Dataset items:
>>>>>

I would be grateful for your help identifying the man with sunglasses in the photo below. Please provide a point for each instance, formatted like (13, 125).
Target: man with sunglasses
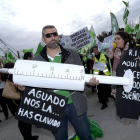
(76, 108)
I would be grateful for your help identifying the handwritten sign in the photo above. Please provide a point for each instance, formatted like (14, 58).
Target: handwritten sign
(42, 108)
(76, 40)
(128, 104)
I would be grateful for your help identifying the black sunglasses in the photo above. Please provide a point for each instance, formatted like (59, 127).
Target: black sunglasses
(50, 34)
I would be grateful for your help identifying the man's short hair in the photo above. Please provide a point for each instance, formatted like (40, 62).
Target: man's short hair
(26, 55)
(47, 27)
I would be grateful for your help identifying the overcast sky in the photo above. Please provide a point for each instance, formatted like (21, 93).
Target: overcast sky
(21, 21)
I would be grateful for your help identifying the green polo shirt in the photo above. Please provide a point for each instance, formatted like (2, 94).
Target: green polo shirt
(65, 93)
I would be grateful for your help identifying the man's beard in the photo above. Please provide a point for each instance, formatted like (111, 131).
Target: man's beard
(53, 45)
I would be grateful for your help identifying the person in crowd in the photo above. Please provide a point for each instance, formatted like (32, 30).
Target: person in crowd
(123, 42)
(76, 110)
(26, 128)
(89, 62)
(2, 99)
(100, 68)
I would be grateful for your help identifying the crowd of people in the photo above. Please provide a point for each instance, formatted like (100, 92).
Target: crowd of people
(94, 62)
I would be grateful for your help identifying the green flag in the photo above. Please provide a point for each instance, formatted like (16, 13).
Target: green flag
(39, 49)
(114, 24)
(126, 3)
(128, 29)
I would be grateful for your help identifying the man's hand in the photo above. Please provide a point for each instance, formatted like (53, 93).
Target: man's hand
(20, 87)
(93, 82)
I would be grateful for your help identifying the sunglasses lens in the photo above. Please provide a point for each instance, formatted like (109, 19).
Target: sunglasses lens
(50, 34)
(55, 34)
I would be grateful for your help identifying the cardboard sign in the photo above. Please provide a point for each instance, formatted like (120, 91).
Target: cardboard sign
(128, 104)
(42, 108)
(76, 40)
(80, 39)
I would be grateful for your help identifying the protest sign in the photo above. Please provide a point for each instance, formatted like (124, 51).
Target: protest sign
(128, 104)
(42, 108)
(80, 39)
(108, 39)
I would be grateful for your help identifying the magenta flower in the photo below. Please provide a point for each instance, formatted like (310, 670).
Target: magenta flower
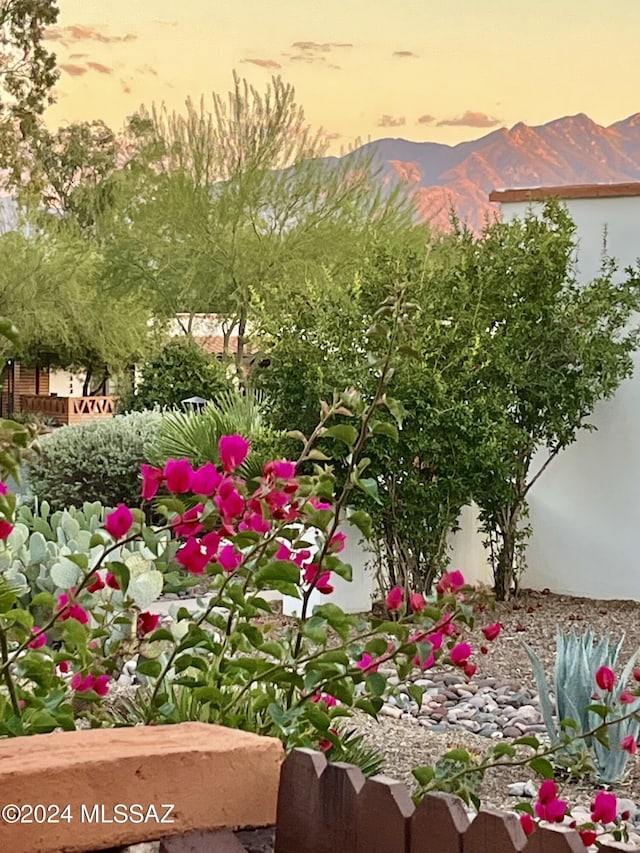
(527, 823)
(189, 523)
(604, 808)
(450, 582)
(320, 580)
(367, 663)
(395, 598)
(229, 558)
(119, 522)
(337, 543)
(233, 450)
(316, 503)
(326, 698)
(194, 556)
(460, 654)
(206, 479)
(147, 623)
(151, 481)
(281, 469)
(178, 474)
(96, 584)
(417, 602)
(492, 631)
(605, 678)
(39, 641)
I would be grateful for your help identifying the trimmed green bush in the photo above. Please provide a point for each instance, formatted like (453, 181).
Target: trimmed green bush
(94, 462)
(182, 369)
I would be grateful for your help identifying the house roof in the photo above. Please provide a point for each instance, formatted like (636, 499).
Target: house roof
(631, 188)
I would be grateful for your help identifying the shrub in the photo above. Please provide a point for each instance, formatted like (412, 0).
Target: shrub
(182, 369)
(93, 462)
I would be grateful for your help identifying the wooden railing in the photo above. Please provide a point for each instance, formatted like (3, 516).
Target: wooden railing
(69, 410)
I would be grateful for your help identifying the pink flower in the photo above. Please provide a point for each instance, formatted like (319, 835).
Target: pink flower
(316, 503)
(492, 631)
(101, 685)
(112, 581)
(395, 598)
(189, 523)
(605, 678)
(281, 469)
(417, 602)
(206, 479)
(147, 623)
(96, 584)
(450, 582)
(67, 609)
(257, 523)
(233, 450)
(151, 481)
(604, 808)
(228, 500)
(119, 522)
(460, 654)
(194, 556)
(326, 698)
(178, 474)
(367, 663)
(39, 641)
(527, 823)
(5, 529)
(319, 579)
(229, 558)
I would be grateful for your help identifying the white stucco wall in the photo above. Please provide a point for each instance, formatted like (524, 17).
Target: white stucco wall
(585, 509)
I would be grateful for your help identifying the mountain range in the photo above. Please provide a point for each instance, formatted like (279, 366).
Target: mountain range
(569, 150)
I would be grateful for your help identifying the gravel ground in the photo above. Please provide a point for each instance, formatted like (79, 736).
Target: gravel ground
(533, 618)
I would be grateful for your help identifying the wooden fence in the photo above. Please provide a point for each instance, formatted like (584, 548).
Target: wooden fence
(332, 808)
(69, 410)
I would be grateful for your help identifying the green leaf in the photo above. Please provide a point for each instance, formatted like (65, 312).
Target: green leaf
(542, 767)
(361, 520)
(278, 570)
(376, 683)
(344, 433)
(152, 668)
(424, 774)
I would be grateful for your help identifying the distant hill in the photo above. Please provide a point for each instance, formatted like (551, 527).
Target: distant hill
(570, 150)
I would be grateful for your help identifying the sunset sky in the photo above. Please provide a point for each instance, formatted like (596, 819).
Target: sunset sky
(439, 70)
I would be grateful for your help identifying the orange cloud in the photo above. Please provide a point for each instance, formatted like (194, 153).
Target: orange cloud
(470, 119)
(73, 70)
(263, 63)
(319, 47)
(100, 68)
(392, 121)
(76, 32)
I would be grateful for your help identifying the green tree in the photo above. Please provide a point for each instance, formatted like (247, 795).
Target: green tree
(537, 351)
(28, 70)
(221, 206)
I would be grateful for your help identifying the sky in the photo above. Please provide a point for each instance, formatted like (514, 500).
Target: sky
(437, 70)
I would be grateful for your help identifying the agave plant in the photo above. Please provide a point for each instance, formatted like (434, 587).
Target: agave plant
(195, 435)
(578, 657)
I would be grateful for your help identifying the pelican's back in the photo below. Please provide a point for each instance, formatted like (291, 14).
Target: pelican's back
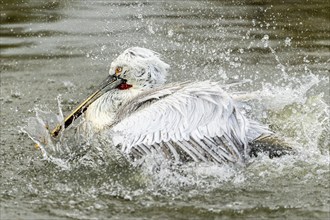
(185, 121)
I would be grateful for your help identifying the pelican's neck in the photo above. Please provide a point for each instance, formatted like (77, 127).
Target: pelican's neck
(101, 113)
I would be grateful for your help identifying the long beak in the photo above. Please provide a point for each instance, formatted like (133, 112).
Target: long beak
(109, 83)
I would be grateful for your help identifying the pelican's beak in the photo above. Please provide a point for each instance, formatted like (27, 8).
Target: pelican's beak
(109, 83)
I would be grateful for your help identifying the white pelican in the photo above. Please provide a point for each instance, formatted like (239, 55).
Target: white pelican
(195, 121)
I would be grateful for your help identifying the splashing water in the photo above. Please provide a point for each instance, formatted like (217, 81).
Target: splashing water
(302, 120)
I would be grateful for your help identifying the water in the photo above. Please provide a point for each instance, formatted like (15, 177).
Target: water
(279, 50)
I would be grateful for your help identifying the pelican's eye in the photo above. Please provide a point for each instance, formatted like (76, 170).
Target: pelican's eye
(119, 70)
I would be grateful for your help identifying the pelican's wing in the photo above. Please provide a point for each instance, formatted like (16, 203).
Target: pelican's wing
(197, 121)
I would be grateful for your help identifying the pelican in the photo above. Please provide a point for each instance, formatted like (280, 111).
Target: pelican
(185, 121)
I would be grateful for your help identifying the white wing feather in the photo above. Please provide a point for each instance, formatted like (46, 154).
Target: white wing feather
(199, 120)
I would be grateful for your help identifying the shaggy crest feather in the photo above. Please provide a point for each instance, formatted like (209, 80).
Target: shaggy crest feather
(195, 121)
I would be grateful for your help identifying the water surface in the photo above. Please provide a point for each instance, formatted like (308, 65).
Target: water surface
(279, 50)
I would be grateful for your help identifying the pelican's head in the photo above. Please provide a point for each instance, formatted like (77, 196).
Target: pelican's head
(141, 67)
(136, 66)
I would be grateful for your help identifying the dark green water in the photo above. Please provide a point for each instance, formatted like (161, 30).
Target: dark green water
(51, 48)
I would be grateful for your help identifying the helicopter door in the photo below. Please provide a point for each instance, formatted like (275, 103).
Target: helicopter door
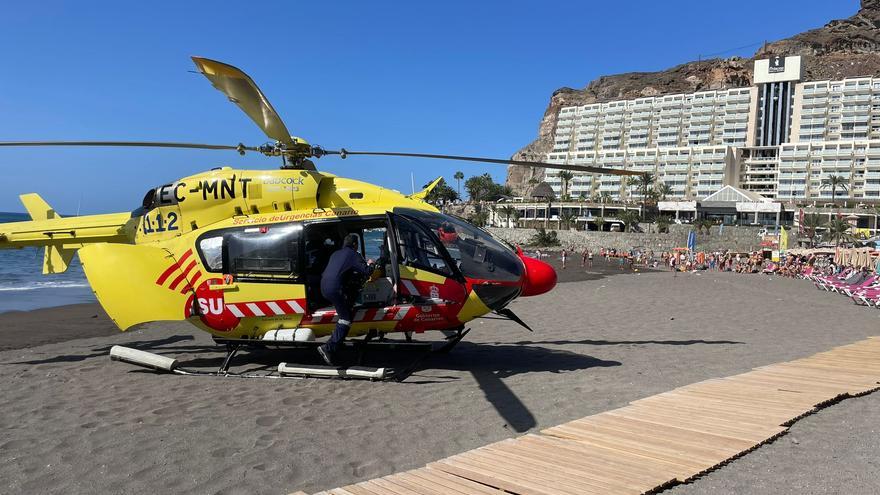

<<<<<

WHAT NEEDS TO BE DONE: Count the lines in the dataset items above that contain the word "feather". Give only the number.

WORKED ANSWER: 4